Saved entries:
--

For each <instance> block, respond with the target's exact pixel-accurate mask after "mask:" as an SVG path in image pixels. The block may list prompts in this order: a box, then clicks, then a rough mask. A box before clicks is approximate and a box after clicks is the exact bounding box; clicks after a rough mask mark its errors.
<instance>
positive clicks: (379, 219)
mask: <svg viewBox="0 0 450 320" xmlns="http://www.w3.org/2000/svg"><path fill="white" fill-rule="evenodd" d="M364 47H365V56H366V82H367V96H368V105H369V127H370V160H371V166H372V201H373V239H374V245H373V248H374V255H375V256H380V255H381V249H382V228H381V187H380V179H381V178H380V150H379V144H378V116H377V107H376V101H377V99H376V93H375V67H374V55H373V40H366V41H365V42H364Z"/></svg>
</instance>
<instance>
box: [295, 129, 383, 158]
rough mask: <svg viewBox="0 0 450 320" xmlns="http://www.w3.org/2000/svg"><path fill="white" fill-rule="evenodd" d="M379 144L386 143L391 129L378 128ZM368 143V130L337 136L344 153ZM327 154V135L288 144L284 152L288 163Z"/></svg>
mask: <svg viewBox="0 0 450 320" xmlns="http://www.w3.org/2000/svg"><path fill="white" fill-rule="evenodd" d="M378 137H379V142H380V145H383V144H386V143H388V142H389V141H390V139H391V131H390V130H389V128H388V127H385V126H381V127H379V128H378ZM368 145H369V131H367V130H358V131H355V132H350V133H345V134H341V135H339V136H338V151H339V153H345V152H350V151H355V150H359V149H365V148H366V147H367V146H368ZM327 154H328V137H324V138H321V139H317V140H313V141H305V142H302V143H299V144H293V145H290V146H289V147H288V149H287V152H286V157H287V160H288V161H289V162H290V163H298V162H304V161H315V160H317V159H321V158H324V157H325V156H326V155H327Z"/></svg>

--

§ Assignment
Search the entries for the word "instance" and gather every line where it appears.

§ Output for this exercise
For each <instance> block, respond with the target's exact pixel-accurate mask after "mask:" as an SVG path in image pixels. The block may list prompts in this order: a box, then clicks, then a rough mask. A box before clicks is approximate and a box after clicks is the exact bounding box; clicks after a rough mask mark its errors.
<instance>
</instance>
<instance>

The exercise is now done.